Work to complete |
Could you write out each of the records below exactly?

═════ Exercise materials ═════

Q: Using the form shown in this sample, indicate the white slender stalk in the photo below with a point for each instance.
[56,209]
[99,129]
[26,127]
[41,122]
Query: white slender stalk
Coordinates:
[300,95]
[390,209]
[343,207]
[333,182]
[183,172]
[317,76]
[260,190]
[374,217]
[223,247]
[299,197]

═════

Answer for the task |
Q: Using the form shown in this sample, indicate the white slender stalk in the photo below with a point for each instance.
[56,209]
[99,129]
[26,127]
[41,122]
Query: white slender stalk
Coordinates:
[300,95]
[390,209]
[343,207]
[333,182]
[183,172]
[317,76]
[260,190]
[374,217]
[223,247]
[299,197]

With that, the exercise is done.